# Dataset excerpts
--- START ---
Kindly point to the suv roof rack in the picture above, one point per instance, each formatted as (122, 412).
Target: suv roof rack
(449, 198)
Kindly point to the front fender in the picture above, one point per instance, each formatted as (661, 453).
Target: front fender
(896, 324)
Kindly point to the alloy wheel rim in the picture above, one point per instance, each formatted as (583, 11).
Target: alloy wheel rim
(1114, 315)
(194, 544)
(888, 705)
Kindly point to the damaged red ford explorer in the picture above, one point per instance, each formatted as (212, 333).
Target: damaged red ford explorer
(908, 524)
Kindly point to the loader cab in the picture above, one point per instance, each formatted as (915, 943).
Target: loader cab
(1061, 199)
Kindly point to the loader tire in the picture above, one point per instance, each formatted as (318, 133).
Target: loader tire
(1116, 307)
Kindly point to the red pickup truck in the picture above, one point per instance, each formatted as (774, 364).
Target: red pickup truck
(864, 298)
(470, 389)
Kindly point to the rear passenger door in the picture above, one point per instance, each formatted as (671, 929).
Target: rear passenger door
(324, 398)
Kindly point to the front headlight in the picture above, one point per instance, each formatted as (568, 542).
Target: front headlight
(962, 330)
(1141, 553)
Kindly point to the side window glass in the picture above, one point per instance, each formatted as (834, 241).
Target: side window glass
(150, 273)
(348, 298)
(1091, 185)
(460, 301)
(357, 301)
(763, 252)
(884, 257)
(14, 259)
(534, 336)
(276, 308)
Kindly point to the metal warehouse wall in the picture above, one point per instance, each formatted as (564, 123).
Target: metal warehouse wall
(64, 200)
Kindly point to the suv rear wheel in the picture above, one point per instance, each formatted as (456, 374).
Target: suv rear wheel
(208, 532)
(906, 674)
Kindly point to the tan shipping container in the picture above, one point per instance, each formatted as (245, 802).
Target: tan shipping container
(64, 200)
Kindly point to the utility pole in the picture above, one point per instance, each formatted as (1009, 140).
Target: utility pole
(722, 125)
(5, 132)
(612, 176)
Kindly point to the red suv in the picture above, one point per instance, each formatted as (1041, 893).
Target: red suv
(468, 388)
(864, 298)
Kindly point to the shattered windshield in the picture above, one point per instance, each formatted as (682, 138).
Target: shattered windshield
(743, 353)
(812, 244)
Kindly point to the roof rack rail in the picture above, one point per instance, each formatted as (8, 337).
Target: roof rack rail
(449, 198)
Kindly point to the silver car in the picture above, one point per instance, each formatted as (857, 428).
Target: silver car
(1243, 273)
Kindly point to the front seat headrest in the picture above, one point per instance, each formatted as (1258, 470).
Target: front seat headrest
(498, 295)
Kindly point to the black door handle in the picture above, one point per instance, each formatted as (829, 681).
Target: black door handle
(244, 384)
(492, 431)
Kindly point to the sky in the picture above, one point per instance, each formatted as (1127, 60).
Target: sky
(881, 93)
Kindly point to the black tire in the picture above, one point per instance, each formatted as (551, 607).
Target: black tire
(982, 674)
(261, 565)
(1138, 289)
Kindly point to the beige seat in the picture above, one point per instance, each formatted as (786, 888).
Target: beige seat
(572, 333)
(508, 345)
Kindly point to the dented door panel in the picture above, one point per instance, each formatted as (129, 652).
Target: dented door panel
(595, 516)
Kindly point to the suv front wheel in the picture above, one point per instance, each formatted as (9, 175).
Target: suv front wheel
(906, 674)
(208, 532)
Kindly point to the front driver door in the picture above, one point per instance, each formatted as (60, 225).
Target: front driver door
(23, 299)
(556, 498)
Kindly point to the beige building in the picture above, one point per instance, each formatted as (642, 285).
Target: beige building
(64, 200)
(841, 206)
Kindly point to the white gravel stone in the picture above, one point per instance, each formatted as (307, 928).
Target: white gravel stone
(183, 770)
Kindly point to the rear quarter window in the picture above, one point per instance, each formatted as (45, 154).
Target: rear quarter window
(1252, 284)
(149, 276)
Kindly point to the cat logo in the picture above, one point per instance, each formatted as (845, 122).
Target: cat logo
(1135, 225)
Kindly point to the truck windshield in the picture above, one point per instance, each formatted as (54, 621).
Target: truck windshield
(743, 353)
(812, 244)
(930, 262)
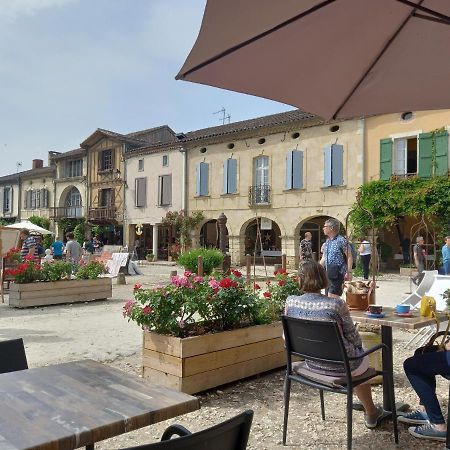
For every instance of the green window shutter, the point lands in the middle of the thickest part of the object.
(385, 159)
(425, 155)
(441, 167)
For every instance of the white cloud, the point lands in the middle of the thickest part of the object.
(12, 9)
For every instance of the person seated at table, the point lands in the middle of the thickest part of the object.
(421, 370)
(313, 305)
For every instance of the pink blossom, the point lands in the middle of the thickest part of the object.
(213, 284)
(146, 310)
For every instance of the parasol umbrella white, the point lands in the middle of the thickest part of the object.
(337, 59)
(26, 224)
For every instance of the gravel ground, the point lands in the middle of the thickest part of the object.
(98, 331)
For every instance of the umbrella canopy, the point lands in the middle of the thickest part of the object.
(334, 58)
(29, 226)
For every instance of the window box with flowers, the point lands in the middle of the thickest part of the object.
(202, 332)
(53, 283)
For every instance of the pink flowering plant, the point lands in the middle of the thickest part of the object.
(193, 305)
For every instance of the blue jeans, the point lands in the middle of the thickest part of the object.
(421, 370)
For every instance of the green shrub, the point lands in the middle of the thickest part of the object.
(56, 270)
(90, 271)
(211, 258)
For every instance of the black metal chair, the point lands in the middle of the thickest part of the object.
(322, 341)
(12, 356)
(229, 435)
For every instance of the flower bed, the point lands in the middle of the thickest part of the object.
(201, 332)
(52, 283)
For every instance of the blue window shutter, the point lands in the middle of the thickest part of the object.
(204, 178)
(289, 170)
(425, 155)
(327, 166)
(297, 169)
(385, 159)
(337, 165)
(225, 177)
(198, 175)
(441, 153)
(232, 175)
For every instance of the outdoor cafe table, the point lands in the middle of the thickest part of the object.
(388, 322)
(76, 404)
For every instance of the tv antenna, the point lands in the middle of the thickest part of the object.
(225, 116)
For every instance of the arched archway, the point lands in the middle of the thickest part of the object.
(209, 235)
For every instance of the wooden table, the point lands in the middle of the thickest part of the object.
(387, 323)
(76, 404)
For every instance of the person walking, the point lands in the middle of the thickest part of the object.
(365, 252)
(29, 245)
(306, 247)
(337, 258)
(446, 256)
(73, 249)
(419, 260)
(57, 248)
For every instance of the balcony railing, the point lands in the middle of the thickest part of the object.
(66, 212)
(259, 195)
(103, 213)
--- END ---
# WORK REQUIRED
All the lines above are to be given again exactly as they read, with the pictures removed.

# WRITTEN RESPONSE
Kindly point to the suv roof rack in the picture above, one point per instance, each formatted as (122, 412).
Target: suv roof rack
(449, 198)
Kindly point to the front fender in the picture above, one point per instance, each formatted as (661, 453).
Target: front fender
(896, 324)
Kindly point to the alloy wheel rim in the picture above, one point per instance, each formatted as (583, 11).
Target: alloy wheel rim
(1114, 315)
(194, 544)
(888, 705)
Kindly point to the damaged red ford explorer in the picture above, one point per instance, each formatted as (212, 333).
Target: damaged red ford explorer
(908, 524)
Kindly point to the loader cab in the picture above, one point per instance, each formatted as (915, 943).
Target: loader cab
(1061, 199)
Kindly point to the loader tire in the picture above, one point per instance, each formatted as (318, 133).
Target: loader tire
(1116, 307)
Kindly point to the red pickup truck in the picture above, one point per instance, each formatted as (774, 364).
Target: red pickup truck
(864, 298)
(470, 389)
Kindly point to the rear passenger door in the picture above, one point per instance, each formatted as (671, 929).
Target: rear passenger door
(324, 398)
Kindly point to the front headlight in the picture above, one point per instance, each formatted as (568, 542).
Target: front headlight
(962, 330)
(1141, 553)
Kindly point to the side window glass in the picture above, one point per instance, each formatted as (834, 241).
Target: side window glass
(150, 273)
(348, 298)
(1091, 185)
(460, 301)
(357, 301)
(763, 252)
(884, 257)
(14, 259)
(534, 336)
(276, 308)
Kindly point to the metal warehouse wall in the picture above, one point per instance, each formatted as (564, 123).
Target: metal warehouse wall
(64, 200)
Kindly point to the suv rear wheel in the picture above, one point per instance, each formatted as (456, 374).
Target: suv rear wheel
(208, 532)
(906, 674)
Kindly point to the tan shipping container in the picture above, one point per instance, each formatted as (245, 802).
Target: tan shipping container
(64, 200)
Kindly point to the utility pole in the picture above, one point per instance, each formatted as (1009, 140).
Target: utility pole
(722, 125)
(5, 132)
(612, 176)
Kindly point to the red suv in the picture above, one point per instance, each formatted as (1041, 893).
Target: red suv
(468, 388)
(864, 298)
Kindly point to the shattered windshield in the picture above, one point per instance, each formatted as (682, 138).
Target: shattered windshield
(743, 353)
(812, 244)
Kindly point to the roof rack rail in the picture above, one point per instance, each formatted as (8, 337).
Target: roof rack rail
(449, 198)
Kindly point to the silver car in the picture above, one point per instance, each formatted as (857, 428).
Target: silver car
(1243, 273)
Kindly point to the front seat headrest in the picture above, one point per instance, each formatted as (1258, 470).
Target: front seat headrest
(498, 295)
Kindly point to the black door handle in the picture above, one point per instance, each formatted as (829, 681).
Target: black door handle
(244, 384)
(492, 431)
Kindly point to the sky in the picture above, one point per instance, each formatted as (1127, 60).
Target: sky
(881, 93)
Kindly point to the black tire in the picture above, one point per instance, each formatted as (551, 607).
Target: black tire
(982, 674)
(261, 565)
(1138, 289)
Kindly point to the beige seat in the picture above, one point per instance, each formatted as (786, 888).
Target: beige seat
(572, 333)
(508, 345)
Kindly point to the dented door panel in the picture above, one point per instance, each formatted as (129, 652).
Target: dented door panel
(595, 516)
Kindly point to the suv front wheel in the picture above, one point per instance, each formatted as (9, 175).
Target: suv front wheel
(906, 674)
(208, 532)
Kindly point to the front driver door in the picture above, one point per instance, each formatted as (60, 225).
Target: front driver door
(23, 299)
(556, 498)
Kindly point to the beige building in the picture above, one point per instance, each formatted as (642, 285).
Target: beige building
(64, 200)
(841, 206)
Kindly point to the white gravel stone in the picture above, one point per instance, each formatted as (307, 928).
Target: white gravel stone
(183, 770)
Kindly point to the rear quarter window in the picture above, one point per instance, each formatted as (45, 154).
Target: rear quarter window
(1252, 284)
(149, 276)
Kindly point to the cat logo in the picture above, one point per instance, each formatted as (845, 122).
Target: cat logo
(1135, 225)
Kindly point to the truck windshield in the picture above, one point per instance, each formatted as (54, 621).
Target: truck windshield
(743, 353)
(812, 244)
(930, 262)
For every instance of the green window shutter, the point lands in the middle of the thickest part of the object.
(385, 159)
(425, 155)
(441, 167)
For every instance of the white cloud, the point lands in the middle of the thickest part of the object.
(12, 9)
For every instance of the person seated at table, the point lands in the middle of the thickest part of the object.
(421, 370)
(313, 305)
For every instance of the pink blossom, the point lands in the middle of the thickest part of the object.
(213, 284)
(146, 310)
For every instance of the parasol umbrella white, the point lands in the middle of the thickest part of the object.
(337, 59)
(26, 224)
For every instance of the gravel ground, the point lands in the middle of the thickest part of the object.
(98, 331)
For every instance of the umbrella canopy, the point lands in the middle of the thickest part of the object.
(334, 58)
(29, 226)
For every instance of the window box with flowers, the point lands in the middle of the thickest part of the object.
(202, 332)
(53, 283)
For every instance of the pink flowering plant, the point lands in the middle of the thickest part of the object.
(193, 305)
For every instance of the blue jeans, the point lands in the middle of the thickest part of the object.
(421, 370)
For every instance of the green shrub, the point lands in the middle of the thickest part of the object.
(56, 270)
(90, 271)
(211, 258)
For every instance of the black metal chair, the point lands in the middle of the thickest part of the object.
(322, 341)
(12, 356)
(229, 435)
For every instance of the flower bed, the point lands in the middle of the thickest part of the object.
(201, 332)
(52, 283)
For every instance of the blue window shutter, the point lands in the middle of the thickest part of the object.
(204, 178)
(289, 170)
(425, 155)
(327, 166)
(297, 169)
(385, 159)
(337, 165)
(225, 177)
(198, 175)
(441, 153)
(232, 175)
For every instance of the outdoor cafe table, the point lands in the middle of the thickest part of the object.
(388, 322)
(76, 404)
For every instance of the tv antenna, the point lands in the middle of the thickest part of the object.
(225, 116)
For every instance of the arched archway, the point lands in the middle of the thickest part of the object.
(209, 235)
For every instance of the wooden table, the point lands in the middle of the thickest part of the object.
(387, 323)
(76, 404)
For every instance of the person walking, the point lands in the middle of the thickest part of the object.
(365, 252)
(29, 245)
(306, 247)
(337, 258)
(446, 256)
(73, 249)
(419, 260)
(57, 248)
For every instance of the balcony railing, the point lands in the middle of the thickest part of the object.
(66, 212)
(259, 195)
(103, 213)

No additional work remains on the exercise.